Data excerpts:
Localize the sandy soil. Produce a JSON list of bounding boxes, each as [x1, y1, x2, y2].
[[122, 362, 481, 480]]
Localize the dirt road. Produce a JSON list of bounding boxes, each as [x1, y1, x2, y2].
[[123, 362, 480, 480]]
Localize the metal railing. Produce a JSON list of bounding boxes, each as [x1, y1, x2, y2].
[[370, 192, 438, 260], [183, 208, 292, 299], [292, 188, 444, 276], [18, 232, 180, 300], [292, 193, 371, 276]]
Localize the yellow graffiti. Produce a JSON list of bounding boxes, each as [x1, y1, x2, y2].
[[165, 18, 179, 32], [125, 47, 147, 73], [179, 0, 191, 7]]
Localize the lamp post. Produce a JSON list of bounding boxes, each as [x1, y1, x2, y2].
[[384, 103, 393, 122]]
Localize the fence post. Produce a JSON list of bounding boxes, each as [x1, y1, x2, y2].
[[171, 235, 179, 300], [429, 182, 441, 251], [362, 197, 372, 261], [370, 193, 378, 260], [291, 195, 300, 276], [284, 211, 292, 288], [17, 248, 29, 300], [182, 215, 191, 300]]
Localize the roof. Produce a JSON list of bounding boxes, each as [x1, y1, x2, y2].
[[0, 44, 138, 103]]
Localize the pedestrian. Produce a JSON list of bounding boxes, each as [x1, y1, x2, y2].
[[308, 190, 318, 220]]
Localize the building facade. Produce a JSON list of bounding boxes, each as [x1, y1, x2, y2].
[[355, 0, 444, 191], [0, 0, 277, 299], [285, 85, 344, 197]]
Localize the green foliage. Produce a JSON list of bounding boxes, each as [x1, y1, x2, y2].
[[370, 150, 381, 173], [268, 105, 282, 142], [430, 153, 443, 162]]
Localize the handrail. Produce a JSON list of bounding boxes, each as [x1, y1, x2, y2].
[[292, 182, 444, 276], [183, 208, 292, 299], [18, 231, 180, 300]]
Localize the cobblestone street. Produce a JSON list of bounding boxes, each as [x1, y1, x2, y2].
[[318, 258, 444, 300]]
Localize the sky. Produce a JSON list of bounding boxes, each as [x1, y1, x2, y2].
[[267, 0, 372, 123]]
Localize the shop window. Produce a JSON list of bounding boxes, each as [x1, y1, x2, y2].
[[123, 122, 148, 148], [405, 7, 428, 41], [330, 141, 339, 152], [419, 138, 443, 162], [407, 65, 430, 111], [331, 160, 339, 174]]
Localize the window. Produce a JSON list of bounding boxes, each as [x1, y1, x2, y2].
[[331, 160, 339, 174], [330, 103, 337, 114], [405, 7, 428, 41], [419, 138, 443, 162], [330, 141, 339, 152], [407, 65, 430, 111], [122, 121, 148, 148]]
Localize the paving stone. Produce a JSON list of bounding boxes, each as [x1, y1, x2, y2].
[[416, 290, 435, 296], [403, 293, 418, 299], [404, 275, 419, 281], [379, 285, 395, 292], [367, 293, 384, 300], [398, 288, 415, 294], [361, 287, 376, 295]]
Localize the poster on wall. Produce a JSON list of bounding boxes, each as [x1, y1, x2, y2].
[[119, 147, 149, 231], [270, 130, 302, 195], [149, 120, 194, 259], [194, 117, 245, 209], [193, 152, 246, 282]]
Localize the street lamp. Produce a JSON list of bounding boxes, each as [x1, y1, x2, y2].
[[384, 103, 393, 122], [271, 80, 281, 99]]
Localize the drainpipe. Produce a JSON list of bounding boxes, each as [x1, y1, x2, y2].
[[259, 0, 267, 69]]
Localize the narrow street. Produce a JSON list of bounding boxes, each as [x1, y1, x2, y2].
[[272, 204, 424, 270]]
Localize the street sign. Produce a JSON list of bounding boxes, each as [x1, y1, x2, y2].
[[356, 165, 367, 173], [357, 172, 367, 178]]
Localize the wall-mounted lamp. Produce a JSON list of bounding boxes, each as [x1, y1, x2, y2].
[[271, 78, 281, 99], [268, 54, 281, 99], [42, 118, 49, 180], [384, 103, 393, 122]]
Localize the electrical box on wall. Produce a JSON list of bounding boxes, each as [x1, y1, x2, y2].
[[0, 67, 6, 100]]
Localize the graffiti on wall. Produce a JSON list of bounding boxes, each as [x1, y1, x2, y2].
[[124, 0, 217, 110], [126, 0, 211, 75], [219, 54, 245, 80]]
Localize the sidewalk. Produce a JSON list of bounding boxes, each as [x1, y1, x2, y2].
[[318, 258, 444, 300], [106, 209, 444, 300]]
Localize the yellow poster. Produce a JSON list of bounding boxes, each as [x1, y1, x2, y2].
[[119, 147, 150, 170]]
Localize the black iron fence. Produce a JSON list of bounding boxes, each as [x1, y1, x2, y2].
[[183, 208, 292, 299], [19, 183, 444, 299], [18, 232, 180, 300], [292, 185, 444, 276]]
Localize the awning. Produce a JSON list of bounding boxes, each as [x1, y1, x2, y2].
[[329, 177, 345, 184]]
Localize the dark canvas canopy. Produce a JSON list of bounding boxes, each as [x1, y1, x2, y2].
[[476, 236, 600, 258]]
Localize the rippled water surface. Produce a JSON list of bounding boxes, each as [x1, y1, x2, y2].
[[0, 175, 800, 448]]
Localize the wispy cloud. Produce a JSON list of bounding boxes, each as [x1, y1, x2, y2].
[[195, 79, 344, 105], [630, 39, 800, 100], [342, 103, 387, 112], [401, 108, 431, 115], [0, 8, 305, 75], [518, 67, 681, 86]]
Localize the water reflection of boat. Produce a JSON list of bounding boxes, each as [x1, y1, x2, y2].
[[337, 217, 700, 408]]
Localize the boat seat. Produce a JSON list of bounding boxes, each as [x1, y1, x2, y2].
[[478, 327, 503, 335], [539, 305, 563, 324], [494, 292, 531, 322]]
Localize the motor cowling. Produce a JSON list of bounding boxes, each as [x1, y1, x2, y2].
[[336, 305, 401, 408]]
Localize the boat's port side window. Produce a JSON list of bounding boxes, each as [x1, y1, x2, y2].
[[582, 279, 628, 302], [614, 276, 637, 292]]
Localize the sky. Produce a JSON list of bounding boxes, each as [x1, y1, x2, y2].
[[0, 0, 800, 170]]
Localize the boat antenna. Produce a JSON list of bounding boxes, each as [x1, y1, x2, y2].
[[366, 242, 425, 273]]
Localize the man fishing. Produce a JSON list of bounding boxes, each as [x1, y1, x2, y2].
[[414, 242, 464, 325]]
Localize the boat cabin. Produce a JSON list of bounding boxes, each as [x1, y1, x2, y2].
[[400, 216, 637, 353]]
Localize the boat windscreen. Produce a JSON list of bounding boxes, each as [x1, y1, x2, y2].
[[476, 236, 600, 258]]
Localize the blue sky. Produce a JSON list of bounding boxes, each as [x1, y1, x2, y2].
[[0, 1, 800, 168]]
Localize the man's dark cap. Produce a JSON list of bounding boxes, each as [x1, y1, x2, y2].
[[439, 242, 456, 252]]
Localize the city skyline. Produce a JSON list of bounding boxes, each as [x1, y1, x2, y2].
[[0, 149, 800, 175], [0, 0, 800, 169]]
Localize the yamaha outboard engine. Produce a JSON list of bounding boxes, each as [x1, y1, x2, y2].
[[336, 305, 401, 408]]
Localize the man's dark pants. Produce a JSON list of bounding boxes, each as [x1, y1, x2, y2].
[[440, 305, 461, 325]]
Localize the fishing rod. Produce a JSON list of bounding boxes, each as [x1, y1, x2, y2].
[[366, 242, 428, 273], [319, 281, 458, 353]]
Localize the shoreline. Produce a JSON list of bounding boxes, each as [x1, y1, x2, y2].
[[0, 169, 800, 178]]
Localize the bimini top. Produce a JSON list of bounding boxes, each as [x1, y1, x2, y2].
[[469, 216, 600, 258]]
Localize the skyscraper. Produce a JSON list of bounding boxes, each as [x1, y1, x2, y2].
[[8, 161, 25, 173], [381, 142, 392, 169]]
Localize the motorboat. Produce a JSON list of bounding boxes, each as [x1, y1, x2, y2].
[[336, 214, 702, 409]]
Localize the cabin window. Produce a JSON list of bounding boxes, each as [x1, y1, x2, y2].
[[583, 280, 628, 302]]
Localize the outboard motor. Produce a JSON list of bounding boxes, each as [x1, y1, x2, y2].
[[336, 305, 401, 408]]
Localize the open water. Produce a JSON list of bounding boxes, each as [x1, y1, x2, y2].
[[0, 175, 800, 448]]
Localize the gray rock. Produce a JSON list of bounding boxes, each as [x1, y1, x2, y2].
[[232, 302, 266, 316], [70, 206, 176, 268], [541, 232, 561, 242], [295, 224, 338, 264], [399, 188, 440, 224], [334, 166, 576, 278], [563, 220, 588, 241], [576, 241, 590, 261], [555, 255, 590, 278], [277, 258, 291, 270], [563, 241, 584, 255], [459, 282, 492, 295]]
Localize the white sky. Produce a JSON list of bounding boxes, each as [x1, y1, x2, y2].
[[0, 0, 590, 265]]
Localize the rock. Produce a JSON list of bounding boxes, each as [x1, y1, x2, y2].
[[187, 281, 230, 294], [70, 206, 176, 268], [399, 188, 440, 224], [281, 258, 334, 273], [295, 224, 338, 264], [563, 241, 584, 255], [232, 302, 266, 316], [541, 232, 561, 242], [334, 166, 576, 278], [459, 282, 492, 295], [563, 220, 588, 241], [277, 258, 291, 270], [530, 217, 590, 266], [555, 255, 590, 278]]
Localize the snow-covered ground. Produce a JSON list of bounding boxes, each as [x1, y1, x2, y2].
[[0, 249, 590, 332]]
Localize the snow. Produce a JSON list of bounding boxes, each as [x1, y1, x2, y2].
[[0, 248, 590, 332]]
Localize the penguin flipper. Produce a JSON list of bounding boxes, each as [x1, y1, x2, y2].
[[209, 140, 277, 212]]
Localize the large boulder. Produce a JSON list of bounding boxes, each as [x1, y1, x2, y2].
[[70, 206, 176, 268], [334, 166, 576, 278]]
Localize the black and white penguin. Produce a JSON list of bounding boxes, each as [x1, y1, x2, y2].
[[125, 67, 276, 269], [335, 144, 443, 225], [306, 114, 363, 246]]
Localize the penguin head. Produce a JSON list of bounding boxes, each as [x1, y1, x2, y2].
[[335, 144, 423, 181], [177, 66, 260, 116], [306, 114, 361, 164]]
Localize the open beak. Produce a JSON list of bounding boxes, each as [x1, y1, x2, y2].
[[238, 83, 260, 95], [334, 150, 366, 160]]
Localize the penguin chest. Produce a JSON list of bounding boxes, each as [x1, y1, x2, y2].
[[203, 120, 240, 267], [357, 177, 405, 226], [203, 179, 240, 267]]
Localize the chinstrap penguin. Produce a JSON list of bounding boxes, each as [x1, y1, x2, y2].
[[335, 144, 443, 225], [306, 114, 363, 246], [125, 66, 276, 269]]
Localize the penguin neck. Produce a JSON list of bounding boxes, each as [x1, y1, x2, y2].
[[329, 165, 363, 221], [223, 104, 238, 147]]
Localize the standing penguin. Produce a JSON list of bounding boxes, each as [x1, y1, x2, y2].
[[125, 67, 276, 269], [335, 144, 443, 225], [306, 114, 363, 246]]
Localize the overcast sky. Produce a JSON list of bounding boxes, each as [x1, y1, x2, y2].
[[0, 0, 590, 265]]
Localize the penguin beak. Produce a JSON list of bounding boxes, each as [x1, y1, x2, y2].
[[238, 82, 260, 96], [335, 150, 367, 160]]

Work to complete: Write out, word for word, the part of the data that begins with the line containing "Localize the drainpipe." and ends after the line containing "[[356, 165, 367, 173], [357, 172, 367, 178]]".

Exercise output:
Localize the drainpipe. Produce a JSON list of bounding boxes, each as [x1, y1, x2, y2].
[[259, 0, 267, 69]]
Localize the narrow street. Produce a JSON list of bounding boxes, each as [x1, y1, x2, y2].
[[272, 204, 424, 270]]
Localize the street sign. Produce a JSON list of bounding boxes, each as [x1, y1, x2, y2].
[[356, 165, 367, 173], [357, 172, 367, 178]]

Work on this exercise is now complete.